Ausgewählter Auszug:
Nicht nur Menschen mit DDR-Vergangenheit, sondern auch junge Erwachsene aus ganz Deutschland kommen zu Schubert, um das Küchengerät zu erwerben. "Die haben halt mitbekommen, dass viele neue Mixer nach zwei Minuten anfangen zu qualmen. Beim RG28 wissen sie, dass der auch die nächsten 40 Jahre noch funktionieren wird."
Auch auf Tiktok und Instagram herrscht Einigkeit: Nutzer erzählen von geerbten Geräten, teilen Erinnerungen und loben die lange Lebensdauer. "Fast 50 Jahre und kein bisschen leiser", heißt es da unter anderem – eine Anspielung auf Curd Jürgens Chanson "60 Jahre und kein bisschen weise" aus dem Jahr 1975.
Häufig liest man über den RG28 auch: "Er läuft und läuft und läuft“ – offensichtlich inspiriert vom berühmten VW-Käfer-Slogan der 1960er Jahre. Im Jahr 2020 verlieh die Stiftung Warentest dem Handmixer im Belastungstest das Prädikat "Held der Arbeit", da er länger durchhielt als zwei aktuelle getestete Modelle.
Wo kommt das DDR-Handrührgerät RG28 eigentlich her und was kostet es heute?
Das elektrische Rührgerät (RG) wurde in den 1980er Jahren im VEB Elektrogerätewerk Suhl in Thüringen in verschiedenen Ausführungen produziert. 1977 wurden 450.000 Mixer hergestellt.
Der RG28 kostete damals 98 Ostmark – ein beachtlicher Betrag. Ergänzend gab es diverse Aufsätze zum Mahlen, Mixen und Reiben.
1983 wurde der AKA electric RG 28 in der Sendung "HAPS – Haushalts-Allerlei praktisch serviert" vorgestellt. Die Moderatoren präsentierten die unterschiedlichen Funktionsweisen des Küchengeräts, unter anderem Dosen öffnen, passieren, raspeln und sogar Messer schärfen. Sie liefern auch gleich ein Rezept für den "Haps-Flip" – ein Getränk aus Milch, Rotwein, hellem Bier, Zucker, einem Ei und einer Prise Pfeffer – mit.
Übrigens: Die Abkürzung "AKA" steht für "auf Kundenwünsche ausgerichtet". Mit dem Ende der DDR wurde die Produktion 1990 eingestellt.

Arbeitsaufträge:
- 1) Prüfen Sie, ob die folgenden Aussagen (a), (b) und (c) mit dem Text über den Handmixer RG28 übereinstimmen. Antworten Sie jeweils mit Ja oder Nein und zitieren Sie die entscheidenden Worte wörtlich.
(a) Der RG28 kostete damals 98 Ostmark.
(b) Die Produktion des Rührgeräts wurde 1983 eingestellt.
(c) Die Stiftung Warentest verlieh dem Handmixer im Jahr 2020 das Prädikat "Held der Arbeit".
- 2) Beantworten Sie anhand des Textes über den Handmixer RG28 diese Fragen:
(a) In welchem Werk wurde das elektrische Rührgerät produziert?
(b) Wofür steht die Abkürzung "AKA"?
(c) In welcher Sendung wurde der AKA electric RG 28 im Jahr 1983 vorgestellt?
- 3) Setzen Sie den Text über den Handmixer RG28 im Anschluss an seinen letzten Satz fort.
Die Einträge stammen aus einer anderen Quelle als der Text über den Handmixer RG28.

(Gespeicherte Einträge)

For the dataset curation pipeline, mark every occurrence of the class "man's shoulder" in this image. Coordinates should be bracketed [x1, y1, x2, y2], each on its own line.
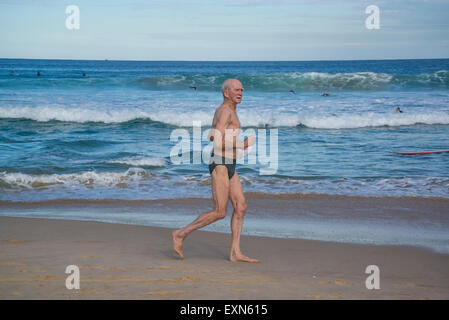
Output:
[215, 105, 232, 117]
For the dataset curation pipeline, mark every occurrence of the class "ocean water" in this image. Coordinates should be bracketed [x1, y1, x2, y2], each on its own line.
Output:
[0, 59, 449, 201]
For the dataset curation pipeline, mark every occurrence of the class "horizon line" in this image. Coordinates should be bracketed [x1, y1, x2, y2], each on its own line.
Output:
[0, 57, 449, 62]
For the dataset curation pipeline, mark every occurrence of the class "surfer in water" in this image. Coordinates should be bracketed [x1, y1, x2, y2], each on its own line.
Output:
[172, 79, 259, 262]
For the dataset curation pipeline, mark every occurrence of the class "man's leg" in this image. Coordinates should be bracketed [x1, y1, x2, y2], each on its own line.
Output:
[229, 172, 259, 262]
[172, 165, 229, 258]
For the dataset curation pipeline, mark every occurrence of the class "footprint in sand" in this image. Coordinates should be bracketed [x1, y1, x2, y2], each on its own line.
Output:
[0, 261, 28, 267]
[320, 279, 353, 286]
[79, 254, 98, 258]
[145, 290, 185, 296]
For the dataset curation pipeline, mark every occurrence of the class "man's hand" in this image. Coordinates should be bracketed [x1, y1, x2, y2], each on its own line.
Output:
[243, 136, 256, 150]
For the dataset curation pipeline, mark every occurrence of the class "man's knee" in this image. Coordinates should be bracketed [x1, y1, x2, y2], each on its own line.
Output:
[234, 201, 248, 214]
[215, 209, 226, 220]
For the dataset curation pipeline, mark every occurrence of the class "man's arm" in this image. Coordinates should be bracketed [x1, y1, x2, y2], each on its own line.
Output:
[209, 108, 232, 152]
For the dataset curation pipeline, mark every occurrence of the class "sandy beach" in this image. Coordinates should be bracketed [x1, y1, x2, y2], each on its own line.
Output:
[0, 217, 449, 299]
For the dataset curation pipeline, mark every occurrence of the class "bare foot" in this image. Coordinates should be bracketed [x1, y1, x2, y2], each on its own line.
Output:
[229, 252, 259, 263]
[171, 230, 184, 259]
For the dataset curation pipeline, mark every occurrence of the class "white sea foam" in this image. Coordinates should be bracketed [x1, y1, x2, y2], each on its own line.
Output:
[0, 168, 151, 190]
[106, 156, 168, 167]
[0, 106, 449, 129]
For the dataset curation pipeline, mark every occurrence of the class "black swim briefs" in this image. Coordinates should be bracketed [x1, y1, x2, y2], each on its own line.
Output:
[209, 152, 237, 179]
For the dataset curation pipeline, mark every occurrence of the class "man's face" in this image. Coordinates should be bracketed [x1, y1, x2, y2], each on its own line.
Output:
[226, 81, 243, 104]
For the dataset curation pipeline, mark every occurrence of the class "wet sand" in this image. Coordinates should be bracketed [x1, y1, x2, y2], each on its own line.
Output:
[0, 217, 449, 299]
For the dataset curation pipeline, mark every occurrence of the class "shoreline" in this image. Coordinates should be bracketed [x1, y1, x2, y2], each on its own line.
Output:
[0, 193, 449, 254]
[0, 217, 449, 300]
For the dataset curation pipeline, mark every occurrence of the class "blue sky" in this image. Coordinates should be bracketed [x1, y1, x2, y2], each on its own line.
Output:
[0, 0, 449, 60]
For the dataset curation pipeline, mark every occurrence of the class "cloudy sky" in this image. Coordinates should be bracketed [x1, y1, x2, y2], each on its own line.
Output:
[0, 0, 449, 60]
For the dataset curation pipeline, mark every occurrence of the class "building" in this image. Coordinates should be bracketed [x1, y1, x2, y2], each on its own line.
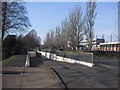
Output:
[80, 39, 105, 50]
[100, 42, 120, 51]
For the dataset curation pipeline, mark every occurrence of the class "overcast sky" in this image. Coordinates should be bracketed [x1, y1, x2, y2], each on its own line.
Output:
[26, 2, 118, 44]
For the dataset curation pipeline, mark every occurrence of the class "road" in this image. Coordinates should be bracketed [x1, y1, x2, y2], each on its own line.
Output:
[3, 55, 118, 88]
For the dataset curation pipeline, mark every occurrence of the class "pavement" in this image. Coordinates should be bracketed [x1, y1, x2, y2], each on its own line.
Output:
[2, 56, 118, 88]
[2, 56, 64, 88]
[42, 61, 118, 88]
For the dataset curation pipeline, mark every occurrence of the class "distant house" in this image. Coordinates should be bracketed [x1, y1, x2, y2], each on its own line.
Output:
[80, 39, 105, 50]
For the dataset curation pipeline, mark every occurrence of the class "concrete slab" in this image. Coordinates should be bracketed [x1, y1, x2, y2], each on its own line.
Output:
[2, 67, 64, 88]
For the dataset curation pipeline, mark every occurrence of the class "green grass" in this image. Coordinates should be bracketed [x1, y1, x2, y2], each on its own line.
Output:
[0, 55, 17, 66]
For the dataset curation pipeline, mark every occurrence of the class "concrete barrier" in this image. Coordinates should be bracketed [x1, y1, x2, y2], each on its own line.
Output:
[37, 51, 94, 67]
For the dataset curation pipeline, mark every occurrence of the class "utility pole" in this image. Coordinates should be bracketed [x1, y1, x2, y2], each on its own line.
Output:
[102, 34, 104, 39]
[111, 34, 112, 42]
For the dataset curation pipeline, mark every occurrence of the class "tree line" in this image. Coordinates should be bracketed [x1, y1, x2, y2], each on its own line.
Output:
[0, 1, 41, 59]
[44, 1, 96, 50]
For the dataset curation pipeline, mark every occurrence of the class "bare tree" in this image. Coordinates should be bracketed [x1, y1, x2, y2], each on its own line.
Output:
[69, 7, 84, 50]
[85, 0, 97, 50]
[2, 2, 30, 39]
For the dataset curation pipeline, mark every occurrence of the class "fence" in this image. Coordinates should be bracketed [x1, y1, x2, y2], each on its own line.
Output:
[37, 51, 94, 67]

--

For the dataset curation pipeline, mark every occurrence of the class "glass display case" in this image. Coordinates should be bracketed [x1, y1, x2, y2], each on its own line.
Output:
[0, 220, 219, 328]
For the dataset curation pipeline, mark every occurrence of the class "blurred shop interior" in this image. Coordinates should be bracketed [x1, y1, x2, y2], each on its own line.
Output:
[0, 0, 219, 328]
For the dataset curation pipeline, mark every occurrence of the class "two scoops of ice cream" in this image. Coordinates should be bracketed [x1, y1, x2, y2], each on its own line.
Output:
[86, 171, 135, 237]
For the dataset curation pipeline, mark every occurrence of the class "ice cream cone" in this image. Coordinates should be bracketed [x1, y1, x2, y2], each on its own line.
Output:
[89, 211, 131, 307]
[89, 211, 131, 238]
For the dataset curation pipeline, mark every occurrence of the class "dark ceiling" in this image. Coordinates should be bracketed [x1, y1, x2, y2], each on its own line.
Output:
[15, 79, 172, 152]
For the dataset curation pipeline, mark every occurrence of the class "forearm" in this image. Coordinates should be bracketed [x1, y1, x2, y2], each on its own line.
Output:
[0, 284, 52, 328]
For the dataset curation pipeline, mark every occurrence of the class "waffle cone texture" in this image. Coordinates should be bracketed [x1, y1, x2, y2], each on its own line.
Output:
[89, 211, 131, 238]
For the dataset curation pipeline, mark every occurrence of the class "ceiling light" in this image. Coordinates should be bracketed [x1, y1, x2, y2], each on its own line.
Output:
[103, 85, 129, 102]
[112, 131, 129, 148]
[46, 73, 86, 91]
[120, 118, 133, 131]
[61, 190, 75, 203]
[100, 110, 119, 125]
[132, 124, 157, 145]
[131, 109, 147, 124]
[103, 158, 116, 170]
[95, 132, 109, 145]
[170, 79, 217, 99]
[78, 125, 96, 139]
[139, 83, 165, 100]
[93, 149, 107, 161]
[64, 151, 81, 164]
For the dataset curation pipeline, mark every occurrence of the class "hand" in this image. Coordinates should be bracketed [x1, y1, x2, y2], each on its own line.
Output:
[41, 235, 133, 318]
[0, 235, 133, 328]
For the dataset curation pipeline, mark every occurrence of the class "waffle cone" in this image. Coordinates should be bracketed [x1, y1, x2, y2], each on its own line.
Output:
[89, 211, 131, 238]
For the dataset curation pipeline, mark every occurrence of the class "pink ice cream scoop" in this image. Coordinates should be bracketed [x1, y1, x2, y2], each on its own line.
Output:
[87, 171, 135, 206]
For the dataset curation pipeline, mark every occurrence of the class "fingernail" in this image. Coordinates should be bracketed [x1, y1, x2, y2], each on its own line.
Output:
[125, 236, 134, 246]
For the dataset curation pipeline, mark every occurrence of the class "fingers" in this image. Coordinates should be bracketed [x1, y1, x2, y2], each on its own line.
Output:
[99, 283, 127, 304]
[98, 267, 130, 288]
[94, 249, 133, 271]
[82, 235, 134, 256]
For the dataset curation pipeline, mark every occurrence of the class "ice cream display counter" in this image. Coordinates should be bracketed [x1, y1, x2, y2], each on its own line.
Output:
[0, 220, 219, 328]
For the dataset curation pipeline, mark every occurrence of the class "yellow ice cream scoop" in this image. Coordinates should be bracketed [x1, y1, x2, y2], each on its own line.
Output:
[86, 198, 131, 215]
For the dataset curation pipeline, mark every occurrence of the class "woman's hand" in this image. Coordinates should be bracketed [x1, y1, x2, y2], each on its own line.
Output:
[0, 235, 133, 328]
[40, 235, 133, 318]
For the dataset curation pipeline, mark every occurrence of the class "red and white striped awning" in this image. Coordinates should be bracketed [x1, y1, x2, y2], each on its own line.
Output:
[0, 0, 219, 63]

Antworten nach Aufgaben:
- 1)
(a) Ja: „Der RG28 kostete damals 98 Ostmark“
(b) Nein: „Mit dem Ende der DDR wurde die Produktion 1990 eingestellt.“
(c) Ja: „Im Jahr 2020 verlieh die Stiftung Warentest dem Handmixer im Belastungstest das Prädikat "Held der Arbeit"“

- 2)
(a) Im VEB Elektrogerätewerk Suhl in Thüringen.
(b) Für „auf Kundenwünsche ausgerichtet“.
(c) In der Sendung „HAPS – Haushalts-Allerlei praktisch serviert“.

- 3)
Neue Geräte sind daher nicht mehr erhältlich. Schubert kauft gebrauchte Exemplare, reinigt und repariert sie. Je nach Zustand, Zubehör und Farbe verkauft er sie für 20 bis 80 Euro. Unbenutzt im Originalkarton kann ein RG28 auch für bis zu 200 Euro über den Tresen gehen.
Auf der Plattform Kleinanzeigen (vormals Ebay) finden sich ähnliche Angebote. Hier werden die DDR-Mixer zwischen 30 und 150 Euro gehandelt – je nach Zubehör.
Eine Sprecherin berichtet, dass die Zahl der Anzeigen für DDR-Produkte im vergangenen Jahr leicht auf rund 940.000 gestiegen sei. Die Angebote für den RG28 legten um 13 Prozent zu.
Besonders auffällig sei der Anstieg der Suchanfragen: Zwischen August und September 2004 wuchs das Interesse um 31 Prozent – mit über 3.000 Anfragen pro Monat.
Kultstatus nach der Wende: Was steckt hinter dem Erfolg des RG28?
Diese Entwicklung ist auch Gordon von Godin, Direktor des DDR-Museums Berlin, nicht entgangen. "Küchengeräte wie der RG28-Mixer oder Alltagsgegenstände wie die berühmten bunten Hühner-Eierbecher aus Plaste haben erst seit wenigen Jahren Kultstatus."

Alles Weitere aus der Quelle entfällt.